+++ Selection
Senator H. L. Richardson was a nationally recognized, twenty-two-year veteran of the California State Senate who focused his extensive political career on the preservation and protection of our Second Amendment rights. An active hunter and outdoorsman, Senator Richardson was vigorously involved on the state and national scene, racking up political victories that spanned more than four decades.
In 1966, H. L. “Bill” Richardson, a successful advertising executive, was elected to the State Senate the same year Ronald Reagan was elected California’s Governor. Because of his vast hunting and outdoor experience, he was tapped to Chair the Senate Fish and Game Committee, and was elected by his Republican colleagues to a leadership position as Caucus Chairman, a post he held for many years.
In the early 1970’s, the Senator became very aware of the worldwide inroads the radical left were making in politics, most specifically their consistent attempts to disarm Americans. He became a life member of the NRA and, with their encouragement, authored the state preemption of firearms law which in 2009 resulted in overturning the recently enacted San Francisco handgun ban. He was subsequently elected to the NRA Board of Directors, where he served for over a decade.
++++++
**Task list**.
1. Turn the paragraph of the Richardson biography that begins "In 1966, H. L. “Bill” Richardson" into a short bulleted list that keeps its main facts.
2. Write the next paragraph of the Richardson biography, picking up after its final sentence.
The material that follows has no connection to the Richardson biography.
+++ Dataset excerpts
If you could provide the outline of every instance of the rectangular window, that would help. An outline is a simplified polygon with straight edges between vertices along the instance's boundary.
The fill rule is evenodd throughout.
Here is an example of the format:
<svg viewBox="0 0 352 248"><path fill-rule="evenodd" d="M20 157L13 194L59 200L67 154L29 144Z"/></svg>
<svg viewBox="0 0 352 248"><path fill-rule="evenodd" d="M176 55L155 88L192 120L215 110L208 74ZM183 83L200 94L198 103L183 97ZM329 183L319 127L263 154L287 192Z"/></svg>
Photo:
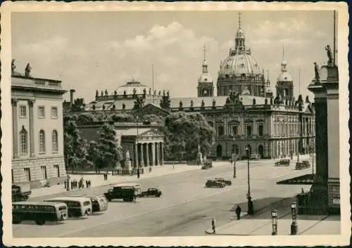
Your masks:
<svg viewBox="0 0 352 248"><path fill-rule="evenodd" d="M44 106L38 107L38 118L43 119L45 118L45 107Z"/></svg>
<svg viewBox="0 0 352 248"><path fill-rule="evenodd" d="M239 134L238 126L232 126L232 135L236 136Z"/></svg>
<svg viewBox="0 0 352 248"><path fill-rule="evenodd" d="M30 169L25 168L25 176L27 181L30 181Z"/></svg>
<svg viewBox="0 0 352 248"><path fill-rule="evenodd" d="M218 136L222 136L224 135L224 126L218 126Z"/></svg>
<svg viewBox="0 0 352 248"><path fill-rule="evenodd" d="M42 179L46 179L46 167L40 167L42 171Z"/></svg>
<svg viewBox="0 0 352 248"><path fill-rule="evenodd" d="M58 168L58 164L54 164L54 168L56 171L56 177L60 177L60 168Z"/></svg>
<svg viewBox="0 0 352 248"><path fill-rule="evenodd" d="M20 105L20 118L27 117L27 106Z"/></svg>
<svg viewBox="0 0 352 248"><path fill-rule="evenodd" d="M58 107L51 107L51 119L56 119L58 117Z"/></svg>
<svg viewBox="0 0 352 248"><path fill-rule="evenodd" d="M252 127L251 126L247 126L247 137L252 136Z"/></svg>
<svg viewBox="0 0 352 248"><path fill-rule="evenodd" d="M263 125L258 126L258 135L263 136L264 135L264 126Z"/></svg>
++++++
**Task-by-task answers**.
1.
- In 1966, H. L. “Bill” Richardson, a successful advertising executive, was elected to the State Senate, the same year Ronald Reagan became California’s Governor.
- His vast hunting and outdoor experience led to his appointment as Chair of the Senate Fish and Game Committee.
- His Republican colleagues elected him Caucus Chairman, a leadership post he held for many years.

2.
In 1975, the radical left introduced legislation to ban all handguns in California. The bill generated strong support from elected officials and the main-stream media, which triggered Richardson to mobilize enraged citizens from throughout the state. It was at this point that Gun Owners of California was born, a direct mail attack was unleashed and the bill was defeated. Gun Owners of America soon followed and Richardson’s keen skill for mobilizing single individuals toward a common goal launched a very effective political movement that continues to focus on the preservation of the Second Amendment.
During his 22 years in the California Senate, Richardson showed that a determined application of confrontational politics could produce big victories. While in office, in addition to GOC and GOA, Richardson organized multiple Political Action Committees [PACs] that raised hundreds of thousands of dollars to fight the political left. One such committee was “Law and Order Campaign Committee” which led the charge to defeat Chief Justice Rose Bird and two other liberal members of the state Supreme Court. The three anti-victim justices were defeated by over a million votes. LOCC then pushed for the return of capital punishment, a move strongly opposed by the liberal leadership of both houses and Governor Jerry Brown (during his first term in office). Using massive direct mail pressure, the bill passed both houses but in spite of heavy support from the public, the bill was vetoed. LOCC refused to give up, and using targeted direct mail and the mobilization of concerned citizens, Governor Jerry Brown’s veto was overridden.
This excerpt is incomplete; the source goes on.